Given problem >> Please reproduce the listing below word for word, leaving out the pictures.

Dataset rows >>
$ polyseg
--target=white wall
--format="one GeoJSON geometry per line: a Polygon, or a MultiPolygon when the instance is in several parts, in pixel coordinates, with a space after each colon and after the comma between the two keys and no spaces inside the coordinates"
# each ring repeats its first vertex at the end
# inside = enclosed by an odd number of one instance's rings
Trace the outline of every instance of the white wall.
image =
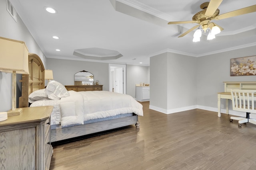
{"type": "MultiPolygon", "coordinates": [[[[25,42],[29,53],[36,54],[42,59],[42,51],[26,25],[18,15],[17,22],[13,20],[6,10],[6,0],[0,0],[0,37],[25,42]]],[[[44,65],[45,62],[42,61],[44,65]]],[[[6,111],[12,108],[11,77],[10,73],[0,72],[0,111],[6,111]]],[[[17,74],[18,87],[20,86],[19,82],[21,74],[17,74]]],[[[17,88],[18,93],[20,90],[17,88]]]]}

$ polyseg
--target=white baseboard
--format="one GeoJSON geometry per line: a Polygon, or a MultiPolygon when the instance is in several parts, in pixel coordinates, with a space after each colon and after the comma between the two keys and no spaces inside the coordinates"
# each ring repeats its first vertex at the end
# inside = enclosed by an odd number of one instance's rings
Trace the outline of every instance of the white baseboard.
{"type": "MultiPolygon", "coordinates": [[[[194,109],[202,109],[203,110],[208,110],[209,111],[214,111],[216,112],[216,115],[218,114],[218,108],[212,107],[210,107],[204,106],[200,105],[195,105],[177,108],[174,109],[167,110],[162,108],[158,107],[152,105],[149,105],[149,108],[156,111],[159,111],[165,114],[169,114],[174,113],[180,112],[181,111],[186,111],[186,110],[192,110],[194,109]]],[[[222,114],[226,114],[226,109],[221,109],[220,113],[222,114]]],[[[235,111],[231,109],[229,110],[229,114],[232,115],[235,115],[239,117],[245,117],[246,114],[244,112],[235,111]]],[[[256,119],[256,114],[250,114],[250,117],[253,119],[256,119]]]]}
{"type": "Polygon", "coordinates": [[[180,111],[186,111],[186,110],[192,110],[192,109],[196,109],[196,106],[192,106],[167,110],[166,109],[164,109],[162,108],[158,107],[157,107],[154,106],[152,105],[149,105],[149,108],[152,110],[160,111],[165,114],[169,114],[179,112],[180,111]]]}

Final answer >>
$ polyseg
--target=white wall
--format="one GeoJSON geometry per line: a Polygon, or a MultiPolygon when the instance is in several parts, in pixel coordinates, with a space after each colon and after the comma between the two keys and no spaces inside the coordinates"
# each ring repeats its first vertex at the end
# inside = enclosed by an odd number of one instance's rings
Trace the outline of every instance of the white wall.
image =
{"type": "MultiPolygon", "coordinates": [[[[25,42],[29,53],[36,54],[42,59],[42,51],[26,25],[18,15],[17,22],[13,20],[6,10],[6,0],[0,0],[0,37],[25,42]]],[[[44,65],[45,62],[42,61],[44,65]]],[[[6,111],[12,108],[11,77],[10,73],[0,72],[0,111],[6,111]]],[[[17,74],[18,87],[20,86],[19,82],[21,74],[17,74]]],[[[17,88],[18,93],[20,90],[17,88]]]]}

$ polyseg
--target=white baseboard
--format="one GeoJSON geometry per line: a Polygon, or a MultiPolygon when the instance is in several parts, in pixel coordinates, with a space after each colon and after the comma between the two keys and no spaces inside the coordinates"
# each ring repeats its first vertex at the end
# inside = enclosed by an odd number of one instance's rings
Trace the outline of every instance of the white baseboard.
{"type": "MultiPolygon", "coordinates": [[[[194,109],[202,109],[203,110],[208,110],[209,111],[214,111],[216,112],[216,115],[218,114],[218,108],[212,107],[210,107],[204,106],[200,105],[195,105],[177,108],[174,109],[167,110],[162,108],[158,107],[152,105],[149,105],[149,108],[156,111],[159,111],[165,114],[169,114],[174,113],[180,112],[181,111],[186,111],[186,110],[192,110],[194,109]]],[[[222,114],[226,114],[226,109],[221,109],[220,113],[222,114]]],[[[235,111],[231,109],[229,110],[229,114],[232,115],[235,115],[239,117],[245,117],[246,114],[244,112],[235,111]]],[[[256,119],[256,114],[250,114],[250,117],[253,119],[256,119]]]]}
{"type": "Polygon", "coordinates": [[[180,111],[186,111],[186,110],[192,110],[192,109],[196,109],[196,106],[192,106],[167,110],[166,109],[164,109],[162,108],[158,107],[157,107],[154,106],[152,105],[149,105],[149,108],[152,110],[160,111],[165,114],[169,114],[179,112],[180,111]]]}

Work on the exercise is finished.